━━━ SOURCE MATERIAL

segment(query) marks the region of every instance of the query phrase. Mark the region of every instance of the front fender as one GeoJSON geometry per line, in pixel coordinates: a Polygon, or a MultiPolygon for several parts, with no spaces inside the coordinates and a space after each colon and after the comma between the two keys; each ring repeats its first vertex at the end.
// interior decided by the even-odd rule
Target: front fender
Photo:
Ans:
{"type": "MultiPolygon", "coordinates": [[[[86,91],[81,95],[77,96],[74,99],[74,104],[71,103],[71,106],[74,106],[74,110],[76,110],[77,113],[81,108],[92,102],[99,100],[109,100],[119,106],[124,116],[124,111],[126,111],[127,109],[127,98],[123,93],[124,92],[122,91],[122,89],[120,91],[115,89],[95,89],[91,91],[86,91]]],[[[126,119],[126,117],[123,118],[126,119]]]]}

━━━━━━

Render the rows above as a two-column CSV with the header request,geometry and one line for each row. Put the row's text under request and its answer under geometry, each in a double-quoted field with line breaks replaced by spaces.

request,geometry
"segment(query) marks the region of every instance of the query phrase. Mark the region of every instance of the front fender as one GeoJSON geometry per line, in pixel coordinates: a Polygon, or a MultiPolygon for several parts, with no spaces inside the coordinates and a space after each colon and after the comma between the two keys; each ring repeats its first vertex at the end. // interior decided by the even-odd rule Target: front fender Photo: Ans:","{""type"": ""MultiPolygon"", ""coordinates"": [[[[86,91],[81,95],[77,96],[74,99],[74,104],[71,103],[71,106],[74,106],[74,110],[76,110],[77,113],[81,108],[92,102],[99,100],[109,100],[119,106],[124,116],[124,111],[126,111],[127,109],[127,98],[123,93],[124,92],[122,91],[122,89],[120,91],[115,89],[95,89],[91,91],[86,91]]],[[[126,119],[126,117],[123,118],[126,119]]]]}"